▶ Instructions for the task
Set down exactly the lines below, starting at the one that contains "on ground in this photo." and ending at the one that contains "background in this photo.", with both of those lines included and nothing else.

--- Extracted material Enclosed Below ---

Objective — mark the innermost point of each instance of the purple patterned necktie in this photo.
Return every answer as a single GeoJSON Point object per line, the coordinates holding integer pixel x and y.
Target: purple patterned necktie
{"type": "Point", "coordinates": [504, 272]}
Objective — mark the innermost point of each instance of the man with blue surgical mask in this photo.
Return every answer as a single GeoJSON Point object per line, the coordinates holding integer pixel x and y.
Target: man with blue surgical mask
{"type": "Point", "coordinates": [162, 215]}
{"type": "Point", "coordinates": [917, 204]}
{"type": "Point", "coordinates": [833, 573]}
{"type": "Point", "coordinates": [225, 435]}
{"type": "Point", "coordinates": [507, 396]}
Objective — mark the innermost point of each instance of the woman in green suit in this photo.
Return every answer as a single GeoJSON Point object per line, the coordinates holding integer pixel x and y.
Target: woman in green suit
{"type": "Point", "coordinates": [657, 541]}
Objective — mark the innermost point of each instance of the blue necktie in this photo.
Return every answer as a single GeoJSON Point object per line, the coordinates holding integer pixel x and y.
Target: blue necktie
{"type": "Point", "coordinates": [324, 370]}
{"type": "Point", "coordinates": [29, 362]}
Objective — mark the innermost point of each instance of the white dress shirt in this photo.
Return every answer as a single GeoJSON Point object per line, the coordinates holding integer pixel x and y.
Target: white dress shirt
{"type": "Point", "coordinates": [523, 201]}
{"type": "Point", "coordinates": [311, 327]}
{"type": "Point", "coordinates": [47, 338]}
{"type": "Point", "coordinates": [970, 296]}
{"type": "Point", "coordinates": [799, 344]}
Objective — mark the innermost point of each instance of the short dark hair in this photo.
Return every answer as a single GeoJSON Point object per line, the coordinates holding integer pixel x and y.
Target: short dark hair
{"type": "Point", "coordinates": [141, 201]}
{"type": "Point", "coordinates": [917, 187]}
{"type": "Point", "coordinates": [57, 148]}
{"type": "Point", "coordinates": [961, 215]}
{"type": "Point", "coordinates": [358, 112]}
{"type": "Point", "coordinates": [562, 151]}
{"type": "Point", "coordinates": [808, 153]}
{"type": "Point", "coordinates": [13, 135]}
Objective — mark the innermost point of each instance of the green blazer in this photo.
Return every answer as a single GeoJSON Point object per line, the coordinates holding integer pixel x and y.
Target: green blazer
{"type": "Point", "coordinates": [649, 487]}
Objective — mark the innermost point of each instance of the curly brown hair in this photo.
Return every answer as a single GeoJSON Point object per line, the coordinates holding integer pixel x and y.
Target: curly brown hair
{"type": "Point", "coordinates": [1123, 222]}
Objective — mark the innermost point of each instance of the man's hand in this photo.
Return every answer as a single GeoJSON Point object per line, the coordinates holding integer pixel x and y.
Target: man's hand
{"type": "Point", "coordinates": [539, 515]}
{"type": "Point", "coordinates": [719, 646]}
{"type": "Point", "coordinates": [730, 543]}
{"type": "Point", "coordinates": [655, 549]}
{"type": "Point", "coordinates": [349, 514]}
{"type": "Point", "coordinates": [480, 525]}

--- End of Enclosed Extracted material ---
--- Extracted material Enclosed Below ---

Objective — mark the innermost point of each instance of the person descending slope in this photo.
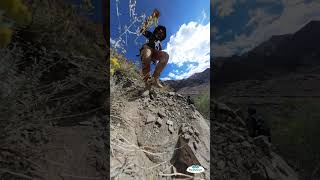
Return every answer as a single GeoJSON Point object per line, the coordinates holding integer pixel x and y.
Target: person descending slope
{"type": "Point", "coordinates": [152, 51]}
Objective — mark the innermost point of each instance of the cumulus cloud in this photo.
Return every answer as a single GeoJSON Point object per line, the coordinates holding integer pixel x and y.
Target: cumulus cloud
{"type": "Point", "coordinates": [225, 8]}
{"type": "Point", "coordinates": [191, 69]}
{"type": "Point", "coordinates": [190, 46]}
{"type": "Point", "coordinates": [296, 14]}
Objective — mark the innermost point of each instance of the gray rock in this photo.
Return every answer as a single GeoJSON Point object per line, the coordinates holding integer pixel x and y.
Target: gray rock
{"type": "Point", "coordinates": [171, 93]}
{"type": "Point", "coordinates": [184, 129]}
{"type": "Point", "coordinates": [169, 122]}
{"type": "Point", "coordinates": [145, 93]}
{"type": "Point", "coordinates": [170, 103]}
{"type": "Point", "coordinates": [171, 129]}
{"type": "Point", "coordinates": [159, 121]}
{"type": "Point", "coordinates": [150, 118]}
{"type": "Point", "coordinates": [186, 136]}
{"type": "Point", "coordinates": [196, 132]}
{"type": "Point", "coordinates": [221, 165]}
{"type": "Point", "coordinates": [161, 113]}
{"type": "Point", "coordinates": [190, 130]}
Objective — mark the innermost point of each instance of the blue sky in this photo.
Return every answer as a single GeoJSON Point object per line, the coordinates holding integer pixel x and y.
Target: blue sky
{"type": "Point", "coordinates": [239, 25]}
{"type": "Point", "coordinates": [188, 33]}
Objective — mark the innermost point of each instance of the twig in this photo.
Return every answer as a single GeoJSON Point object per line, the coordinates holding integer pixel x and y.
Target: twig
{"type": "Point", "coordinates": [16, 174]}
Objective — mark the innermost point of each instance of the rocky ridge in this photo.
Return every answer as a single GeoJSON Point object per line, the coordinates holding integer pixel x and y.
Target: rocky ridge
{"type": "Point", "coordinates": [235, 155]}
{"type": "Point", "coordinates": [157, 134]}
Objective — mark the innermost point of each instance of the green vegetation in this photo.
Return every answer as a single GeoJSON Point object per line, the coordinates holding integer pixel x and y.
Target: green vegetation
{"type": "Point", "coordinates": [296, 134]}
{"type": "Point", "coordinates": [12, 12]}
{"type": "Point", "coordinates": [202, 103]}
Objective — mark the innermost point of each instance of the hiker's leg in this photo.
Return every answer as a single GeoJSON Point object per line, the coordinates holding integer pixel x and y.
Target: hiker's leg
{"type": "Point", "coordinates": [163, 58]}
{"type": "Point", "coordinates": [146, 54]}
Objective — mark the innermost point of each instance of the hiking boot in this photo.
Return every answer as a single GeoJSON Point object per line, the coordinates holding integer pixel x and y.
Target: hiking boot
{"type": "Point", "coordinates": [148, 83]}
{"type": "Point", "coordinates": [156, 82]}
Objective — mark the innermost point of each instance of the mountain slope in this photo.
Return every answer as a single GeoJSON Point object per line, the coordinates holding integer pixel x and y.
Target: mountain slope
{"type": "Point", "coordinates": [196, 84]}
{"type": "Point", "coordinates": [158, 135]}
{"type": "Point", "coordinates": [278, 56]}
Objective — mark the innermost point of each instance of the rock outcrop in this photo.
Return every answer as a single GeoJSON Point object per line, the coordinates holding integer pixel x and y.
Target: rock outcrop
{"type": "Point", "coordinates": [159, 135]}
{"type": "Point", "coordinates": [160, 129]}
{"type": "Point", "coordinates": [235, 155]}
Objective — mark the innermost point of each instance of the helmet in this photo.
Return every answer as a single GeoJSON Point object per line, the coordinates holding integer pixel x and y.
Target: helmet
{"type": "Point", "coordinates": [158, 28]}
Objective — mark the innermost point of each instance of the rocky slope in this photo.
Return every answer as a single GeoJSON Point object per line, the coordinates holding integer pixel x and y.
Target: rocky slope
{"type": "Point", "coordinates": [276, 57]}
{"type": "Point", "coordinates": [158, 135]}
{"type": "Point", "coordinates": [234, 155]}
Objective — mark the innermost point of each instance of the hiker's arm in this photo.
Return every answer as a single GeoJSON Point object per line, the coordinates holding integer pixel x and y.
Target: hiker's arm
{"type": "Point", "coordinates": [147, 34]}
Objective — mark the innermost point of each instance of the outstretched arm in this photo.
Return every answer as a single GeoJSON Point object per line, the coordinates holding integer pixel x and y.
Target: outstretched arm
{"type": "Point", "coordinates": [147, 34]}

--- End of Enclosed Extracted material ---
--- Extracted material Enclosed Below ---

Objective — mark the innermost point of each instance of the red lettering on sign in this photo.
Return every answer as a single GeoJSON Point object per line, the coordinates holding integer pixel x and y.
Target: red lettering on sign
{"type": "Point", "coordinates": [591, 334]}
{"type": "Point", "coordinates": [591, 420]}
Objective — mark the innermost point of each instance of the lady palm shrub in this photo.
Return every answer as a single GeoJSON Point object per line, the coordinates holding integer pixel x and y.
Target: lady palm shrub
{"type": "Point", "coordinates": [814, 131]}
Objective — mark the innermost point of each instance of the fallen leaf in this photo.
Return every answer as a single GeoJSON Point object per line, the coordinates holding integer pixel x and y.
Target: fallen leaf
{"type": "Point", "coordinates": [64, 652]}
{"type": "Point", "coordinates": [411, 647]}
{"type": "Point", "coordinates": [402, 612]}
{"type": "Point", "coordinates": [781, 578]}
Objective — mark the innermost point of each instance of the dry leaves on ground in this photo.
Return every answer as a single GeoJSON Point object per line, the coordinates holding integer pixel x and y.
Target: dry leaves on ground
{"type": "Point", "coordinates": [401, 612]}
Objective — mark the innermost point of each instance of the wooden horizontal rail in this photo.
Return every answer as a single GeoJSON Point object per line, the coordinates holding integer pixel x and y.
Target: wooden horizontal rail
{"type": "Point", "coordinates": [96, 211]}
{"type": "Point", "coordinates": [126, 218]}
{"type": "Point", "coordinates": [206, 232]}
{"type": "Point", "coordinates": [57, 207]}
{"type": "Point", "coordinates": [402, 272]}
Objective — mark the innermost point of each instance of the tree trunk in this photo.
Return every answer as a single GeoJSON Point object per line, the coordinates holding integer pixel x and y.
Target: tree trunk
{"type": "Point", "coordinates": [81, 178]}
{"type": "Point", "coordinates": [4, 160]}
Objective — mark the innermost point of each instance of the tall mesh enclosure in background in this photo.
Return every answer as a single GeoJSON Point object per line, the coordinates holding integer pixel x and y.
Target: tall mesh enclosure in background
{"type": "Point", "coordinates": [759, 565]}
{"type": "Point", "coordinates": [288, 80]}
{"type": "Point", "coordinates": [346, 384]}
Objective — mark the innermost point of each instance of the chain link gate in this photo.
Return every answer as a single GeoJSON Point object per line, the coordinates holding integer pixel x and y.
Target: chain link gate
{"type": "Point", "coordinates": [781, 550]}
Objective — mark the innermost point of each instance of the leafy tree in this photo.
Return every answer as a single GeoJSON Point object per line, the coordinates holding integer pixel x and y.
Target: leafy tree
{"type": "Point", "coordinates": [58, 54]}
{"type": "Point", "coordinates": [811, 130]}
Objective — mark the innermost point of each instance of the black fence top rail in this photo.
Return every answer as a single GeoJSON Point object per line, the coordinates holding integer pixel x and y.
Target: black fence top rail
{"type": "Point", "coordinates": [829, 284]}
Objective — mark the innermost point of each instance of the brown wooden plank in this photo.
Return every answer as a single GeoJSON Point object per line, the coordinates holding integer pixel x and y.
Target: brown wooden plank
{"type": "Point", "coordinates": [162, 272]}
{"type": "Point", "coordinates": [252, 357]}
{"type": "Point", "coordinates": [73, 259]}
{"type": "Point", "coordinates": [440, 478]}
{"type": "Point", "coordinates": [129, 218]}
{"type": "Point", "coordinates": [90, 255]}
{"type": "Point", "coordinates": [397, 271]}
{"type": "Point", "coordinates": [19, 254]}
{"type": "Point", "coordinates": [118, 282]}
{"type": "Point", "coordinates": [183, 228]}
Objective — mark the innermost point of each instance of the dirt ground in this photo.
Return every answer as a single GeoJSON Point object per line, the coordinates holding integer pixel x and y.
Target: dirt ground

--- End of Enclosed Extracted material ---

▶ Solved problem
Objective — mark the innermost point of each instance of the dry leaves on ground in this photo.
Return every answer as a single GeoJSON Point object per line, the coordinates holding integer pixel x and y.
Target: dry leaves on ground
{"type": "Point", "coordinates": [401, 612]}
Objective — mark the innermost point of each instance of the wooden horizontal rail in this photo.
Return every answer as a single GeoJSON Point object per line, the coordinates holding integer pixel x and y.
Target: wooden horizontal rail
{"type": "Point", "coordinates": [96, 211]}
{"type": "Point", "coordinates": [126, 218]}
{"type": "Point", "coordinates": [206, 232]}
{"type": "Point", "coordinates": [57, 207]}
{"type": "Point", "coordinates": [402, 272]}
Objective — mark the innermost point of each instance of the tree trunk in this photo.
Return every answer as a single GeoJSON Point object per line, the coordinates holding integer pixel x and y.
Target: tree trunk
{"type": "Point", "coordinates": [81, 178]}
{"type": "Point", "coordinates": [4, 160]}
Objective — mark the innermost point of each instance of the tall mesh enclosure in background in this photo.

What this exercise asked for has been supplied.